_Work required_. Print every line of the material below word for word, changing nothing.
━━ Source material
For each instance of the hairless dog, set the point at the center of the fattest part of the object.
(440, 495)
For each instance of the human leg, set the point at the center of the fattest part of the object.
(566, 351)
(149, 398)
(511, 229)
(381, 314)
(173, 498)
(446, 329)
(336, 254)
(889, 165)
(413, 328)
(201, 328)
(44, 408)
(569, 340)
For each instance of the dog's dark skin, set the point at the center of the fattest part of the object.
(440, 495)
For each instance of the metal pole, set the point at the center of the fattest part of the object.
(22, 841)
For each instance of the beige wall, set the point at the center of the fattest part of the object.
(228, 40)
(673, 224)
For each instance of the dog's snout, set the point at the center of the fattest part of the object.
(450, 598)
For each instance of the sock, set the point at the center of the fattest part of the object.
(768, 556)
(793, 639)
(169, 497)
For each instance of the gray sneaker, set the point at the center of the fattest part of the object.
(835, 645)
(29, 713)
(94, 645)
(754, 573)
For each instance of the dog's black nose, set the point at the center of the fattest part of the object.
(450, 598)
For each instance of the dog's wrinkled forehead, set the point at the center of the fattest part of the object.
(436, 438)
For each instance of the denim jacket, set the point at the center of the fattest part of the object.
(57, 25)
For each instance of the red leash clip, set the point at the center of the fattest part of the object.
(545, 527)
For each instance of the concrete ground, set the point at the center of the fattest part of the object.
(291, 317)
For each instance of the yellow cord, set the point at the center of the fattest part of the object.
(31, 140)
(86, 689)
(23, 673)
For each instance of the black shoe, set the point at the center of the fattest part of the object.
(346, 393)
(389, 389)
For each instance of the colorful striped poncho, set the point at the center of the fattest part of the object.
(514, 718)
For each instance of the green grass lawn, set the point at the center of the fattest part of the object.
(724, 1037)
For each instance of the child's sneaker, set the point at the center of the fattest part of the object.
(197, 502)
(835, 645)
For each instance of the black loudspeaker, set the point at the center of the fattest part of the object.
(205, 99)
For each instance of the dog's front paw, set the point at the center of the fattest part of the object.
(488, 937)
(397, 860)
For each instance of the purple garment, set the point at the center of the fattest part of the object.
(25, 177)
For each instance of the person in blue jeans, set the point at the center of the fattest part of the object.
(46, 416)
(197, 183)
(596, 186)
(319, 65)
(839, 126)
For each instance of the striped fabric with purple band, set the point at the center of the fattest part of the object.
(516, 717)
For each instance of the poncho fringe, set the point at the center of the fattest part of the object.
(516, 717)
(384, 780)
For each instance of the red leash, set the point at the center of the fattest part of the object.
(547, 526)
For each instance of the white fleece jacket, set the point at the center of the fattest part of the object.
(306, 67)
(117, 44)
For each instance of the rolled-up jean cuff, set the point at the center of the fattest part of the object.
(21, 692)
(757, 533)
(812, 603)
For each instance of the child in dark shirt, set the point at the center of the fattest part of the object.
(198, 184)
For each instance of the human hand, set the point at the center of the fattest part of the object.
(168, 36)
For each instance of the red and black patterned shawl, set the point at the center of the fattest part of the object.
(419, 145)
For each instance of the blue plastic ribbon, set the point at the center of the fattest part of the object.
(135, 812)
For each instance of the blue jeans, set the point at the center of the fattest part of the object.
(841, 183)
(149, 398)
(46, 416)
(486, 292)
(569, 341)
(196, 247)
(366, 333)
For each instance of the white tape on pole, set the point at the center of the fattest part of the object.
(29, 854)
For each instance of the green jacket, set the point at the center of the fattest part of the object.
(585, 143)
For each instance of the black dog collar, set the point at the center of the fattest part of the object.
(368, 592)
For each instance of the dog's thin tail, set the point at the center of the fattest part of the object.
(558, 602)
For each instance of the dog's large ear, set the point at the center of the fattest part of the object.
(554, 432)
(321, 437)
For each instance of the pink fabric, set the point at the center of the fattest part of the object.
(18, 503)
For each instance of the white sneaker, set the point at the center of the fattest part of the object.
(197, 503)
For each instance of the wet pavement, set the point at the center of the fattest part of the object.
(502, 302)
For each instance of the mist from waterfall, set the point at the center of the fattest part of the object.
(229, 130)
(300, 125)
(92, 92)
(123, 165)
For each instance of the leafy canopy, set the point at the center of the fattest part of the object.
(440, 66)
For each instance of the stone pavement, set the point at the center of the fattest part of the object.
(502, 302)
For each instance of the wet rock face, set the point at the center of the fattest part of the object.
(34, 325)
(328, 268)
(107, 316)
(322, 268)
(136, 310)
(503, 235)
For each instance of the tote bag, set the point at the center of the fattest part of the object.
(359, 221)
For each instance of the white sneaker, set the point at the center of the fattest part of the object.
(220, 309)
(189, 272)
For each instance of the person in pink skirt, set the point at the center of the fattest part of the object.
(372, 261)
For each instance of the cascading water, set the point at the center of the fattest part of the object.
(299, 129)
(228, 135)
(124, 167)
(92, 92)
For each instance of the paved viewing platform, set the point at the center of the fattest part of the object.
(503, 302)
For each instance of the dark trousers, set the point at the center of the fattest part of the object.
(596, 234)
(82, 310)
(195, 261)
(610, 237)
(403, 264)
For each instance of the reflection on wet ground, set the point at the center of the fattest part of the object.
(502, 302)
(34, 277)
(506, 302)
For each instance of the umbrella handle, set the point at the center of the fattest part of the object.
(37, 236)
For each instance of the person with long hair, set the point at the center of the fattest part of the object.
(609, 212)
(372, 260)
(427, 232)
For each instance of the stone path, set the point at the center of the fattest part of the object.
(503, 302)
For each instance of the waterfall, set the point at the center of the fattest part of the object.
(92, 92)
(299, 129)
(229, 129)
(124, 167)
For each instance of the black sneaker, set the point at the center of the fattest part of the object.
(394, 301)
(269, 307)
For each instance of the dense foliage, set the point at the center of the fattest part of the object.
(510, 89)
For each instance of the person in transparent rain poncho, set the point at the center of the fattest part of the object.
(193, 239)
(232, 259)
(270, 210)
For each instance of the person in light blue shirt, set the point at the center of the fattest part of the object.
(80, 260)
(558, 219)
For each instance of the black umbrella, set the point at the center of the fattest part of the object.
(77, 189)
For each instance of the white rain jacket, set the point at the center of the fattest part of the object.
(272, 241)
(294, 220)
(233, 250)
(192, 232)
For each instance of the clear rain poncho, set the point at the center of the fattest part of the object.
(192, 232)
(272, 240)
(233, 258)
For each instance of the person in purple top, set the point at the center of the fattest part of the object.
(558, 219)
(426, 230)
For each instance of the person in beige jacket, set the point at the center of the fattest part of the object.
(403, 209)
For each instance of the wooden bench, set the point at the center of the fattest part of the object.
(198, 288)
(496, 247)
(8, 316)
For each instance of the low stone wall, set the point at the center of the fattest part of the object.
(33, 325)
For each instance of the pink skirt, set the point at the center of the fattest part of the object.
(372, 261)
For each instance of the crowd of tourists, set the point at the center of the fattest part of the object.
━━━━
_Result_.
For each instance of the hairless dog, set the point at the center of the fattest part of the object.
(440, 495)
For each instance of the human leg, set the point at the center of the fattest part of the object.
(566, 351)
(149, 398)
(511, 229)
(381, 314)
(173, 498)
(446, 329)
(336, 254)
(889, 165)
(413, 328)
(201, 328)
(44, 408)
(569, 340)
For each instance of the dog's dark skin, set the point at the center of the fattest part of the object.
(440, 495)
For each instance of the metal pole, set the point at the center of the fattest part of the object.
(22, 841)
For each instance of the beige wall, set the point at the center of the fattest part of the object.
(228, 40)
(673, 224)
For each instance of the dog's snout, set the point at the center of the fattest part of the object.
(450, 598)
For each instance of the sock, set the point at the center of the fattest part of the object.
(768, 556)
(793, 639)
(169, 497)
For each instance of the gray sneaker, set the point at the center of the fattest part of the object.
(835, 645)
(29, 713)
(94, 645)
(754, 573)
For each instance of the dog's black nose, set the point at the center of the fattest part of the object.
(450, 598)
For each instance of the dog's wrinkled forehead, set the point at the center of the fattest part of the object.
(436, 438)
For each instance of the denim jacket, set the point at the center of the fattest part of the object.
(57, 25)
For each instance of the red leash clip, set the point at the center of the fattest part of the object.
(545, 527)
For each instance of the concrete ground, set the point at the center of the fattest part of the object.
(291, 317)
For each instance of the yellow cord, set the point at the center of the fattest part of the object.
(31, 140)
(86, 689)
(23, 673)
For each instance of the black shoe, set the point at the center of the fattest part of the object.
(346, 393)
(389, 389)
For each instance of the colorful striped poncho, set the point at the center of the fattest part of the object.
(514, 718)
For each instance of the green grass lawn, set the point at the center of the fattest part of the object.
(724, 1037)
For each instance of the child's sneaker, set the point at the center of the fattest part of the object.
(197, 502)
(835, 645)
For each instance of the black loudspeaker, set the point at the center of the fattest part of the object.
(205, 99)
For each instance of the dog's front paw, set the point at the center of the fattest part of the object.
(488, 937)
(397, 860)
For each instance of the purple garment, set the point at the center of the fattest part of the object.
(25, 177)
For each instance of the person in blue jeans, set the point at the center of the fattest part of the object.
(46, 416)
(197, 183)
(596, 186)
(319, 65)
(839, 126)
For each instance of the striped fabric with purple band, set the point at the center of the fattest part of the object.
(516, 717)
For each instance of the poncho fringe, set the point at the center of the fattest part of the object.
(516, 717)
(384, 780)
For each instance of the red leash, set the point at the center of the fattest part of the object.
(547, 526)
For each instance of the white fleece jacket, set the point at the center of the fattest part of the object.
(306, 67)
(117, 44)
For each instance of the rolled-up jean cuff, set the point at the center of the fattest part of the object.
(21, 692)
(757, 533)
(812, 603)
For each instance of the child in dark shirt, set the point at the center of the fattest part of the object.
(198, 184)
For each instance of the human hand, set the point at the center of the fattest part of the object.
(168, 36)
For each instance of the red and black patterned shawl, set the point at the center of the fattest part of the object.
(419, 145)
For each instance of the blue plastic ribbon, set the point at the center of the fattest part of the object.
(135, 812)
For each instance of the blue jeans, set the point at the center of the fattest part of the object.
(841, 183)
(149, 398)
(46, 416)
(486, 292)
(569, 341)
(196, 247)
(366, 333)
For each instance of the white tape on pole, set the point at the center of the fattest part of the object.
(29, 854)
For each instance of the green jacket, set the point at the center of the fattest part of the object.
(585, 143)
For each instance of the black dog collar, set the point at the center of the fattest part of the object.
(368, 592)
For each instance of the dog's thin tail, set the point at the center of the fattest part of the object.
(558, 602)
For each instance of the dog's large ear, set the point at the center of the fattest part of the object.
(554, 432)
(321, 437)
For each instance of the pink fabric, set the point at the center of the fattest part of the object.
(18, 503)
For each instance of the white sneaker, set the point at the center of the fattest part of the object.
(197, 503)
For each instance of the wet pavement, set the point at the center of the fattest part of the object.
(502, 302)
For each instance of the mist from waterfall, set the point at the center of the fattest part of the object.
(229, 130)
(300, 125)
(92, 92)
(123, 165)
For each instance of the leafy canopy, set the point at the center of the fattest part of the object.
(440, 66)
For each instance of the stone pavement, set the point at the center of the fattest part of the object.
(502, 302)
For each instance of the wet rock face, set the point at the center of the fattest part of the object.
(34, 325)
(328, 268)
(107, 316)
(322, 268)
(136, 310)
(503, 235)
For each instance of the tote bag, set the point at the center of the fattest part of the object.
(359, 221)
For each instance of the white sneaker, set the point at the center of the fattest part of the object.
(220, 309)
(189, 272)
For each instance of the person in pink skirt, set the point at the center of the fattest part of the object.
(372, 261)
For each instance of the cascading water, set the point at the center of the fattest part of the object.
(299, 129)
(228, 135)
(124, 167)
(92, 92)
For each instance of the paved viewing platform, set the point at the center of the fattest part of the object.
(503, 302)
For each instance of the dark trousers, set the point at the center of the fattest part of the object.
(596, 234)
(82, 310)
(195, 261)
(610, 237)
(403, 264)
For each instance of the reflection on wet ground, set the point at the center of the fattest part of the object.
(502, 302)
(34, 277)
(506, 302)
For each instance of the umbrella handle, set the point at the center of the fattest part of the object.
(37, 236)
For each instance of the person with long hair, set the point at the center of the fattest part of the object.
(609, 212)
(372, 260)
(427, 232)
For each instance of the stone path, set the point at the center of the fattest part of the object.
(503, 302)
For each instance of the waterfall, set the point at the center of the fattest part of the object.
(92, 92)
(299, 129)
(229, 129)
(124, 167)
For each instance of the black sneaker, set the point at the center of the fattest part of the object.
(394, 301)
(269, 307)
For each instance of the dense foliage, set the point at the center of the fattest part of the object.
(510, 89)
For each instance of the person in transparent rain poncho, set the point at the center of the fattest part of the object.
(193, 239)
(232, 259)
(270, 210)
For each instance of the person in light blue shirt, set the point at the center of the fattest part of the object.
(80, 260)
(558, 219)
For each instance of the black umbrella, set the point at the center of the fattest part of the object.
(77, 189)
For each instance of the white rain jacket, set the point at the center of the fattest part of the object.
(272, 241)
(294, 220)
(233, 250)
(192, 232)
For each instance of the clear rain poncho, set the point at the center of the fattest part of the object.
(192, 232)
(272, 240)
(233, 258)
For each instance of the person in purple top, set the point at the center of the fattest part of the object.
(558, 219)
(426, 230)
For each instance of the person in beige jacket, set the point at the center of the fattest part of the object.
(403, 209)
For each instance of the wooden bench, set the point at the center of the fattest part of the object.
(198, 288)
(496, 247)
(8, 316)
For each instance of the low stone wall, set the point at the center of the fattest part of the object.
(33, 325)
For each instance of the pink skirt, set the point at the center of the fattest part of the object.
(372, 261)
For each instance of the crowd of tourists, set the point at the center of the fattest part of the object.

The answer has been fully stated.